• _The problem_: Rewrite the items below, changing every "whole numbers" to "integers" and keeping everything else identical.

• _The data_:
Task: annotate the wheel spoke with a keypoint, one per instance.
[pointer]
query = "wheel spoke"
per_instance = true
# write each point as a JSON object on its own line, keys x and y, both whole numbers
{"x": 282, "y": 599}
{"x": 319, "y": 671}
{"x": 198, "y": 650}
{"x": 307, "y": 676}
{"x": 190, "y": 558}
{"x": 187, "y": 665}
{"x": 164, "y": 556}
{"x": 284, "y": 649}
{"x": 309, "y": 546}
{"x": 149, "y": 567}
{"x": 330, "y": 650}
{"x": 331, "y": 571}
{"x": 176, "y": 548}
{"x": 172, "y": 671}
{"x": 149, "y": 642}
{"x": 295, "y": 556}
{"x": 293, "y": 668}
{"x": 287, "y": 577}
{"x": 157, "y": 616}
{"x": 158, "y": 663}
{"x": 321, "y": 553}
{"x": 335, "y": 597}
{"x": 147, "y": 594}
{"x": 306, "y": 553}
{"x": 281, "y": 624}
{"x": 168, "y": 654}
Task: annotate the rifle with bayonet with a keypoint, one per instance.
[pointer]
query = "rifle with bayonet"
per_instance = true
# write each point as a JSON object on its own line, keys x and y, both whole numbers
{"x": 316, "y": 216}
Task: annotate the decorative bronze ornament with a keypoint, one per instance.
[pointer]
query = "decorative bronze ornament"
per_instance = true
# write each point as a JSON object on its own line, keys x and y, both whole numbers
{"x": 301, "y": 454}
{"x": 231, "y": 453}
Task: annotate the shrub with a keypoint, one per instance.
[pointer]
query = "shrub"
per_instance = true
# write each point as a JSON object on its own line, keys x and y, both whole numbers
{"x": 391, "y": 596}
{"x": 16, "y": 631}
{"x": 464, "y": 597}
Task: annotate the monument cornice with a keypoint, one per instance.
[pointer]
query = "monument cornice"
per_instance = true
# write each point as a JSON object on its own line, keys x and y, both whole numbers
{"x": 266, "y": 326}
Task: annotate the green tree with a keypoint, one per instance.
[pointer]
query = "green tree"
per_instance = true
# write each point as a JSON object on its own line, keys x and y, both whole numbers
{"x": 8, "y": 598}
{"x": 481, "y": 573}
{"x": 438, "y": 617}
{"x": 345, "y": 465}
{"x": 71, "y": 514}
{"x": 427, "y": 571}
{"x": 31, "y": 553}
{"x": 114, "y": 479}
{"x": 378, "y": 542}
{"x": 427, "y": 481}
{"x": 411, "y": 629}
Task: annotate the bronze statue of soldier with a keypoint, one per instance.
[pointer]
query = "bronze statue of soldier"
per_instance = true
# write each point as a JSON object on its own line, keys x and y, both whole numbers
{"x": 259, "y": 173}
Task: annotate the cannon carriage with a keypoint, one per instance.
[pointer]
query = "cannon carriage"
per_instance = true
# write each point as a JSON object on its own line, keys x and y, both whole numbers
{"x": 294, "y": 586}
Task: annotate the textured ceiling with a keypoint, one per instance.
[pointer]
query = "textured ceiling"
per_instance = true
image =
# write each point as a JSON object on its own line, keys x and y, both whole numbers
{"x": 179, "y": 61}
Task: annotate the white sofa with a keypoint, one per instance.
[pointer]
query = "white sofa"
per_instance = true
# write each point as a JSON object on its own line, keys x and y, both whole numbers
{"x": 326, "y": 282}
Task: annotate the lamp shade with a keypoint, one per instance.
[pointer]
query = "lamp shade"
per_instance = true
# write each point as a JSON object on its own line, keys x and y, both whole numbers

• _Response to this task_:
Task: annotate the wheel spoke with a keypoint, one per instance.
[pointer]
query = "wheel spoke"
per_instance = true
# write each point as a JSON object on its own line, keys x and y, both integers
{"x": 282, "y": 599}
{"x": 319, "y": 671}
{"x": 198, "y": 650}
{"x": 307, "y": 676}
{"x": 190, "y": 558}
{"x": 187, "y": 665}
{"x": 164, "y": 556}
{"x": 284, "y": 649}
{"x": 309, "y": 546}
{"x": 149, "y": 567}
{"x": 330, "y": 650}
{"x": 331, "y": 571}
{"x": 176, "y": 548}
{"x": 172, "y": 671}
{"x": 149, "y": 642}
{"x": 295, "y": 556}
{"x": 293, "y": 668}
{"x": 287, "y": 577}
{"x": 157, "y": 616}
{"x": 158, "y": 663}
{"x": 321, "y": 553}
{"x": 335, "y": 597}
{"x": 147, "y": 594}
{"x": 306, "y": 553}
{"x": 281, "y": 624}
{"x": 168, "y": 654}
Task: annotate the rifle with bayonet with a keypoint, one per instance.
[pointer]
query = "rifle with bayonet"
per_instance = true
# write each point as a JSON object on its own line, keys x and y, both integers
{"x": 316, "y": 216}
Task: annotate the decorative bronze ornament with a keypoint, one per instance.
[pointer]
query = "decorative bronze ornament"
per_instance = true
# write each point as a JSON object on its own line, keys x and y, both integers
{"x": 301, "y": 454}
{"x": 231, "y": 453}
Task: annotate the shrub with a keypoint, one per instance.
[pointer]
query = "shrub"
per_instance = true
# write each point as a JSON object on its own line, keys x and y, both integers
{"x": 391, "y": 596}
{"x": 16, "y": 631}
{"x": 464, "y": 597}
Task: annotate the monument cornice with a keypoint, one per instance.
[pointer]
query = "monument cornice"
per_instance = true
# write each point as a JSON object on its own line, keys x and y, both integers
{"x": 266, "y": 326}
Task: annotate the green tree with a keypoint, one per instance.
[pointer]
query = "green tree"
per_instance = true
# write each point as a JSON object on its own line, keys x and y, both integers
{"x": 8, "y": 598}
{"x": 481, "y": 573}
{"x": 438, "y": 617}
{"x": 345, "y": 465}
{"x": 71, "y": 514}
{"x": 427, "y": 571}
{"x": 31, "y": 553}
{"x": 114, "y": 479}
{"x": 378, "y": 542}
{"x": 427, "y": 481}
{"x": 411, "y": 629}
Task: annotate the bronze statue of soldier with a keypoint, one per instance.
[pointer]
query = "bronze statue of soldier"
per_instance = true
# write each point as a JSON object on its own line, keys x and y, both integers
{"x": 259, "y": 173}
Task: annotate the cannon carriage with a keypoint, one per instance.
[pointer]
query = "cannon carriage"
per_instance = true
# write each point as a JSON object on its own line, keys x and y, both integers
{"x": 294, "y": 586}
Task: annotate the textured ceiling with a keypoint, one per instance.
[pointer]
query = "textured ceiling"
per_instance = true
image =
# write each point as a JSON object on its own line, keys x and y, both integers
{"x": 179, "y": 61}
Task: annotate the white sofa with a keypoint, one per instance.
[pointer]
query = "white sofa"
per_instance = true
# write each point as a JSON object on its own line, keys x and y, both integers
{"x": 326, "y": 282}
Task: annotate the lamp shade with a keypoint, one per instance.
[pointer]
query = "lamp shade"
per_instance = true
# write each point as a JSON object on its own line, keys x and y, both integers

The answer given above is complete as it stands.